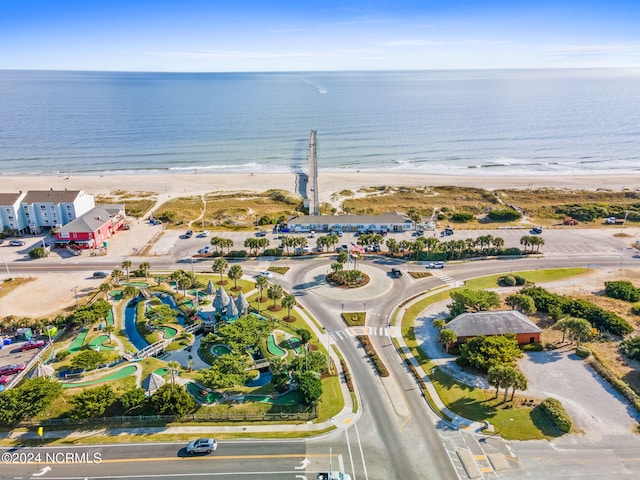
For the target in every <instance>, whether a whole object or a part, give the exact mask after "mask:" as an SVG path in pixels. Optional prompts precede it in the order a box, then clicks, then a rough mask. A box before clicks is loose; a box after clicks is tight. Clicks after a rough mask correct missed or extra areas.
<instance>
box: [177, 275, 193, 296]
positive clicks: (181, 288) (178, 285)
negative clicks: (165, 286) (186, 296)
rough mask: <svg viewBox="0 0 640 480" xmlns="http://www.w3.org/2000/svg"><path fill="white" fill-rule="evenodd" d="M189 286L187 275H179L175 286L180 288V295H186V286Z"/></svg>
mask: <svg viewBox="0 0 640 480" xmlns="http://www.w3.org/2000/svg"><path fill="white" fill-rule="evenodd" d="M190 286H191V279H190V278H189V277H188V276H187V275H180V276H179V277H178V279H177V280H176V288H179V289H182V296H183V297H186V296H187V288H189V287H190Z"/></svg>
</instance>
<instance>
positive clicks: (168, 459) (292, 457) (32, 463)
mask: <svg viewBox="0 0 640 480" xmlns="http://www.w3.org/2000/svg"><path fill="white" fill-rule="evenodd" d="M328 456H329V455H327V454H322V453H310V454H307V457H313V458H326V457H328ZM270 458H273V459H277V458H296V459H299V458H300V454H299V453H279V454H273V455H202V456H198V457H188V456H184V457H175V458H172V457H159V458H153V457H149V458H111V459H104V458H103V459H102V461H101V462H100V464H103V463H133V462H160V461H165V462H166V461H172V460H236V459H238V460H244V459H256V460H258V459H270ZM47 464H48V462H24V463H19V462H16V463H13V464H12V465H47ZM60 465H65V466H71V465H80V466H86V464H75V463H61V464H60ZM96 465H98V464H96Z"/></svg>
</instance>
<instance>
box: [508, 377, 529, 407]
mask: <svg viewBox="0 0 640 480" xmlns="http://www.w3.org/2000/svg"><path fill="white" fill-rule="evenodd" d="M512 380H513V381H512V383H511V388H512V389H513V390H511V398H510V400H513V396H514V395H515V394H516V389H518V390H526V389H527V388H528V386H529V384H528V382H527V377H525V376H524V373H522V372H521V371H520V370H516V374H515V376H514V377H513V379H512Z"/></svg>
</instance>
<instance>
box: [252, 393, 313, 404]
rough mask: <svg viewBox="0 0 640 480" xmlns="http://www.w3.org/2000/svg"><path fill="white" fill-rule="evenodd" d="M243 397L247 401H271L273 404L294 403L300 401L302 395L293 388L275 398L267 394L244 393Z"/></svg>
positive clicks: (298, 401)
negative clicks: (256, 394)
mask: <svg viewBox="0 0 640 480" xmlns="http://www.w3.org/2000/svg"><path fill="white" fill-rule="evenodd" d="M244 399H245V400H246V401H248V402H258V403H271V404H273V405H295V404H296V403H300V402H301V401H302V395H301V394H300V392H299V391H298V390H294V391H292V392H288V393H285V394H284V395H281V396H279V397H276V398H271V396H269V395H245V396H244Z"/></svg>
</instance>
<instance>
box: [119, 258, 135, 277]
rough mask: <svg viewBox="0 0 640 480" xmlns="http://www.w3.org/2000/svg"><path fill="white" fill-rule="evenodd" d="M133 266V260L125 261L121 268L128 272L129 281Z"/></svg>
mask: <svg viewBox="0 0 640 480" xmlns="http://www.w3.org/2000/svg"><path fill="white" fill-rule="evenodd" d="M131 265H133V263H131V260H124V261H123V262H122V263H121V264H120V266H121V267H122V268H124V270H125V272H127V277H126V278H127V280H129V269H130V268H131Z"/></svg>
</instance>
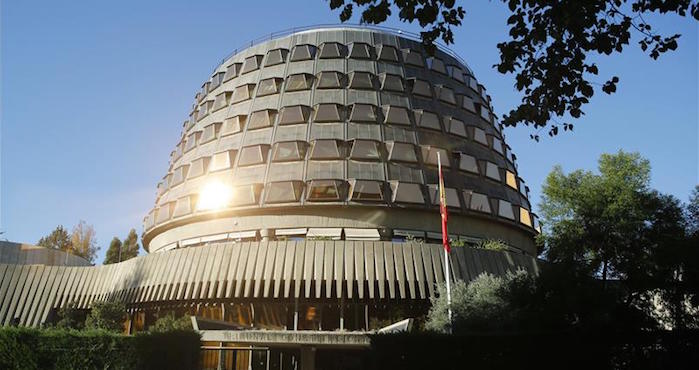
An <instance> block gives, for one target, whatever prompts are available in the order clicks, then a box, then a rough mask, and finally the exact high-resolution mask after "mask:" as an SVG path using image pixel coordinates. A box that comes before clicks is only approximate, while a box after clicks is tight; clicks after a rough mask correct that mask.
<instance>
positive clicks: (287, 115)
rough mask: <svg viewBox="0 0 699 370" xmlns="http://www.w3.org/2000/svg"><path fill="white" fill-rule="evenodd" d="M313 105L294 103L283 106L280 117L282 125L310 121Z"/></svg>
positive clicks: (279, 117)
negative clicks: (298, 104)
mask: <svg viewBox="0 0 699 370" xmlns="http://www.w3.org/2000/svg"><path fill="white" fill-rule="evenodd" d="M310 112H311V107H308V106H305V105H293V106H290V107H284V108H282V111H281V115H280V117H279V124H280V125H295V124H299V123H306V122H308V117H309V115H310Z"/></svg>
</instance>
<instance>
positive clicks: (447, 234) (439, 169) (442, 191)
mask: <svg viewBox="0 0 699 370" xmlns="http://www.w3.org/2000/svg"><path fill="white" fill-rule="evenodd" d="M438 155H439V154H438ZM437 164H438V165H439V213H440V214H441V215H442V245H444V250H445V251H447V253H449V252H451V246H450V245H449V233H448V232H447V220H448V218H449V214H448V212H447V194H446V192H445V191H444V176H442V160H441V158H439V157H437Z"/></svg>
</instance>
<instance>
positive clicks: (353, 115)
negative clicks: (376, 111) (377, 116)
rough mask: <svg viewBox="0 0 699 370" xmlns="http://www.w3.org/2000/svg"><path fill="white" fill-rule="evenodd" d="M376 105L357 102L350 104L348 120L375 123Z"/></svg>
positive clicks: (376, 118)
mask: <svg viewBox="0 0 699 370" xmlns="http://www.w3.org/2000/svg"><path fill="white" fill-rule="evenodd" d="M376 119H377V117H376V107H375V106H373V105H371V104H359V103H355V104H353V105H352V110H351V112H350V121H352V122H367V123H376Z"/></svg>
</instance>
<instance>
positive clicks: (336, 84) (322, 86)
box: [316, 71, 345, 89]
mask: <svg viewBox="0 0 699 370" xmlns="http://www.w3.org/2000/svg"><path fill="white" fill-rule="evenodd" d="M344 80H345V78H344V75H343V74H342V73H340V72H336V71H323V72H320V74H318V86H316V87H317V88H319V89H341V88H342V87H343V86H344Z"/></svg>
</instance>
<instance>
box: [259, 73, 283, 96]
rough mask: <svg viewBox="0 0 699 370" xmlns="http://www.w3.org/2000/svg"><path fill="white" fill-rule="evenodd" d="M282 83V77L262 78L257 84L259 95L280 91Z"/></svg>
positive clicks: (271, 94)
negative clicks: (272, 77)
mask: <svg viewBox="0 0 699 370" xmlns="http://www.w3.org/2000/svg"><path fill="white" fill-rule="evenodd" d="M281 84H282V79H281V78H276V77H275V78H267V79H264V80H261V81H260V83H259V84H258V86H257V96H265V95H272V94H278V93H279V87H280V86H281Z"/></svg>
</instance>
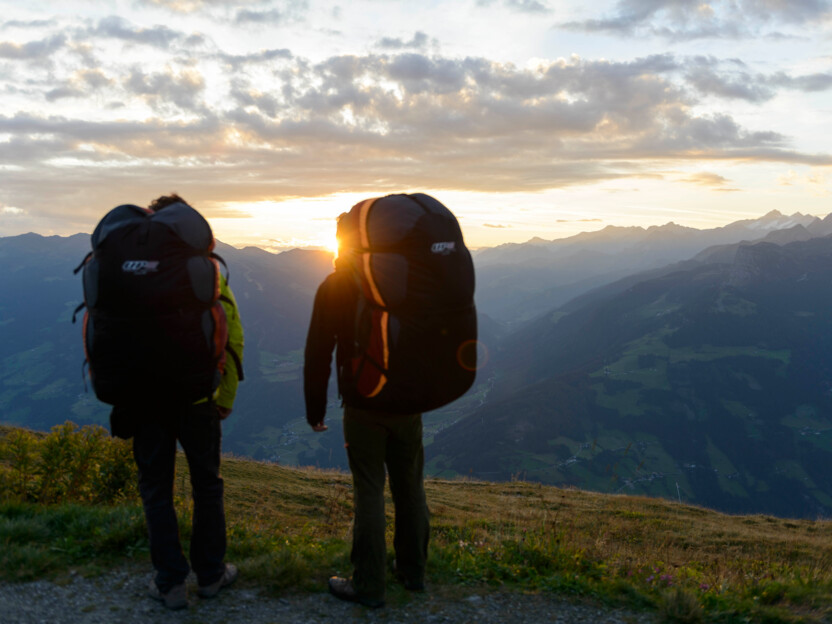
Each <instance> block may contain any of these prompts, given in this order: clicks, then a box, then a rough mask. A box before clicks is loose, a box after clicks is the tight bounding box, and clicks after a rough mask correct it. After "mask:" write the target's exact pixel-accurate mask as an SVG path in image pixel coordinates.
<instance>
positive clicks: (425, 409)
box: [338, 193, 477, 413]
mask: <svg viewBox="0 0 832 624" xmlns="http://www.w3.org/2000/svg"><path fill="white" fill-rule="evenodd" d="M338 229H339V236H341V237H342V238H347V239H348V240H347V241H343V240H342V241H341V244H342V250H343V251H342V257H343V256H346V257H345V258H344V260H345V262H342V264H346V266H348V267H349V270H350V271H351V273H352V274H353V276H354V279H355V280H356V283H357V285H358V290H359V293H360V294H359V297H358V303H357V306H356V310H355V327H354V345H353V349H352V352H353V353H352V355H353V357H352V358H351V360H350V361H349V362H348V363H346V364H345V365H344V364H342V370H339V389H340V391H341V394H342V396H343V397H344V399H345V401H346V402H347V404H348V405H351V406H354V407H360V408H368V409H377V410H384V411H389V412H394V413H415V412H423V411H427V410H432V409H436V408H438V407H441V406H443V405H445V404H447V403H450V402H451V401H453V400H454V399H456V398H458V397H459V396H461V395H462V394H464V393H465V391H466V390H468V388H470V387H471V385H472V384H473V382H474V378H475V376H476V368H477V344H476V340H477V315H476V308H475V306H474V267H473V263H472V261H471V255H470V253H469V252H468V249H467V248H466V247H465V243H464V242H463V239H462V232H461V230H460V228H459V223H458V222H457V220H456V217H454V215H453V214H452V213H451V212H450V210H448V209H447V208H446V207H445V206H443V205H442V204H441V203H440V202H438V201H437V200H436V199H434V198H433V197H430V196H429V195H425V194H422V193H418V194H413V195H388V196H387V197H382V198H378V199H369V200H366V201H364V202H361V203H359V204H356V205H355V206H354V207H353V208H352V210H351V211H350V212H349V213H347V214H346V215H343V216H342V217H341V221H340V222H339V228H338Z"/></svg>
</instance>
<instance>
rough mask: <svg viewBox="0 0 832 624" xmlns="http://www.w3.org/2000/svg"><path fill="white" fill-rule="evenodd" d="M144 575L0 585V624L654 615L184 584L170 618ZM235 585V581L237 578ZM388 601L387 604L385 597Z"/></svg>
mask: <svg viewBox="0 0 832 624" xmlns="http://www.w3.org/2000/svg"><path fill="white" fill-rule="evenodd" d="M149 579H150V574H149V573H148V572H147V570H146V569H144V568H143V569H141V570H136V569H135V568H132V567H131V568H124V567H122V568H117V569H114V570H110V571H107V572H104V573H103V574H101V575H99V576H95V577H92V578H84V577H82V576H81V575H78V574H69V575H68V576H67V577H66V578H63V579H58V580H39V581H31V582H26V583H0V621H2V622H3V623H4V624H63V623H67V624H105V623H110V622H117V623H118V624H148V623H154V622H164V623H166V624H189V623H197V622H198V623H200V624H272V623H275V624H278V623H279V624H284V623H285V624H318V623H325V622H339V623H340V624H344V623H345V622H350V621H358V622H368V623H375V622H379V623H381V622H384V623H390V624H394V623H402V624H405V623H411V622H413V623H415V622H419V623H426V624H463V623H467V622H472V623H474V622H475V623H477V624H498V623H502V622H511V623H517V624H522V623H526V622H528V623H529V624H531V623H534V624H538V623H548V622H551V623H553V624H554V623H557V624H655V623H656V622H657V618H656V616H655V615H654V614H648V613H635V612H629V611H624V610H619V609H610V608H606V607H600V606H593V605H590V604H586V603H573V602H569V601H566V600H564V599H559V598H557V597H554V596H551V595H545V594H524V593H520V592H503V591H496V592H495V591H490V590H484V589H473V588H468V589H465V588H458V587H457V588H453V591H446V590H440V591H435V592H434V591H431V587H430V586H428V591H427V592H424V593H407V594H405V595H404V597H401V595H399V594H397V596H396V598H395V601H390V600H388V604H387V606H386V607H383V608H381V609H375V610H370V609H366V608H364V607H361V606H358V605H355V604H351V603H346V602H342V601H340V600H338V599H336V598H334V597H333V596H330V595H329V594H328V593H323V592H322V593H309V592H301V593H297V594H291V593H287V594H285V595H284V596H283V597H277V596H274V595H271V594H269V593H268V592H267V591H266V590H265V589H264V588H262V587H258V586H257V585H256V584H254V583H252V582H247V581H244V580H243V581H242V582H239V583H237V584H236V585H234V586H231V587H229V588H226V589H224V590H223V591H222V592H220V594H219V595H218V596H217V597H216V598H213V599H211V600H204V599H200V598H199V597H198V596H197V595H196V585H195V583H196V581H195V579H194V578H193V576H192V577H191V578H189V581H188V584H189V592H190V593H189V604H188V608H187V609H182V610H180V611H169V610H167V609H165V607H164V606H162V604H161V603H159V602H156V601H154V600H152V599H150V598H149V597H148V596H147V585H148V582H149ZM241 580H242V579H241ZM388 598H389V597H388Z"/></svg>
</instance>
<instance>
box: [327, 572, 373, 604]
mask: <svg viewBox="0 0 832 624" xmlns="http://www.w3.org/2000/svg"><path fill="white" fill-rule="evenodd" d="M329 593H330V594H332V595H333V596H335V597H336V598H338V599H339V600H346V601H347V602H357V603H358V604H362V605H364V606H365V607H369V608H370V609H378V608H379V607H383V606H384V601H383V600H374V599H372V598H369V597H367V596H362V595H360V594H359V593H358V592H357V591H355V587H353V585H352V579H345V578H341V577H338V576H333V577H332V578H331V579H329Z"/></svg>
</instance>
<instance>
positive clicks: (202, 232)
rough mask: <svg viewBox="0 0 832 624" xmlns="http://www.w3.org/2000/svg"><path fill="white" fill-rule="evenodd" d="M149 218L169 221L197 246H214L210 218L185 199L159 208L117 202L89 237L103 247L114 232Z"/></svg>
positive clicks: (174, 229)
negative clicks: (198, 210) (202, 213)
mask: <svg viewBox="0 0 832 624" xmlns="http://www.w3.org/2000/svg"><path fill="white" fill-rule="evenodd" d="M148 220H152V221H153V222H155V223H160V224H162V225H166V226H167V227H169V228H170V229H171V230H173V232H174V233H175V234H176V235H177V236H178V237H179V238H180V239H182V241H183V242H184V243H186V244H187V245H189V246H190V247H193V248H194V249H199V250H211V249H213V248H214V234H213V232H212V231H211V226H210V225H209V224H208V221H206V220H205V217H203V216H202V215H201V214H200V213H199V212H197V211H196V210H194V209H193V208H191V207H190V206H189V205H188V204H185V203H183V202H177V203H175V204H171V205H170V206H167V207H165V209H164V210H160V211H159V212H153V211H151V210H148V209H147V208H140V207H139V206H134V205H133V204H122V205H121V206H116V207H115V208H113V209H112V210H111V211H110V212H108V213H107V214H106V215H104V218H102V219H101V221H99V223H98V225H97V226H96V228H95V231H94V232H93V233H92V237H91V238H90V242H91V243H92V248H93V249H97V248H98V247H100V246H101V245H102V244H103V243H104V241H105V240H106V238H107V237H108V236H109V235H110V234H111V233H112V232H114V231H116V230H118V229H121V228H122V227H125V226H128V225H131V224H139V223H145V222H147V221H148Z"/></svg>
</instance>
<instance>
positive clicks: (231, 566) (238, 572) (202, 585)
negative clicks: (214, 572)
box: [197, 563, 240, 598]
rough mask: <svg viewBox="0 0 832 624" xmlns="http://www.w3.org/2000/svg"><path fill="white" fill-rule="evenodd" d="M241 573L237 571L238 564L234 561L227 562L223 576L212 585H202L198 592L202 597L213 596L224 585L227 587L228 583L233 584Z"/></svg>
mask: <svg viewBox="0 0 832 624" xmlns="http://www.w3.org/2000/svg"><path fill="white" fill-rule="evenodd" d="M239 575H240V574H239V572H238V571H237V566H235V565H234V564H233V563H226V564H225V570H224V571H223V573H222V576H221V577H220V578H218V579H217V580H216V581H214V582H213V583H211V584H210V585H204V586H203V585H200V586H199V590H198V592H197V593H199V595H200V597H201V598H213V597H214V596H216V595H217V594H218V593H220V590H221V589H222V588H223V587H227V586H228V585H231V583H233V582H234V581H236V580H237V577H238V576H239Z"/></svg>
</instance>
● ● ● ● ●
## TASK BRIEF
Every line of the listing that holds "image" counts once. Say how many such lines there are, using only a number.

## EXERCISE OUTPUT
2